_Set task 1_:
Using the food passage, decide whether each statement agrees with it: (a) the writers first sampled Nicaraguan specialties at Carmen's house at the end of October; (b) the writers affectionately call the Rancho Mérida store "the walmart"; (c) the Rancho Mérida store sells mainly food. Answer yes or no for each and quote the deciding words.
_Set task 2_:
The food passage opens by asking whether the reader is ready for pictures of certain foods. List every food it names in that opening question.

_Supplied text_:
<<<<

So are you ready for pictures of scrumptious desserts, tall layered sandwiches, juice-oozing meats, frosty fresh fruit smoothies, and picture perfect tarts? Fine, let me send you a list of all the people I've unfriended and businesses I've unfollowed since we moved down here. The drool was just too hard on my keyboard.
Okay, okay, so the culinary scene here might not quite be as far up the food porn scale as all that, but we are still eating well and have been since we first sampled our way through a week's worth of Nicaraguan specialties at Carmen's house way back at the end of October.
So, let's cover some important Wh- questions - namely where, how much, what, what, and what.
1. Where do we buy food?
The Rancho Mérida store: We affectionately call this place 'the walmart'. It's got piles and piles of shoes and clothes and then a little bit of everything else - household goods, school supplies, food items. Here we buy canned corn and peas, Lizano hot sauce, Lizano mystery magic sauce, cornflakes, raisins, crackers, cookies, flour, oats, eggs, onions, potatoes, frozen chicken, frozen salchichon (bologna shaped like sausage), beans, tomatoes, milk, pasta, oil. You see, they sell a little bit of everything, just like the WalMart.

>>>>

_Material_:
<<<<

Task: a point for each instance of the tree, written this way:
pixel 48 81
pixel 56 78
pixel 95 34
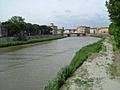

>>>>

_Correct result 1_:
(a) Yes: "since we first sampled our way through a week's worth of Nicaraguan specialties at Carmen's house way back at the end of October"
(b) Yes: "We affectionately call this place 'the walmart'."
(c) No: "It's got piles and piles of shoes and clothes and then a little bit of everything else"

_Correct result 2_:
- scrumptious desserts
- tall layered sandwiches
- juice-oozing meats
- frosty fresh fruit smoothies
- picture perfect tarts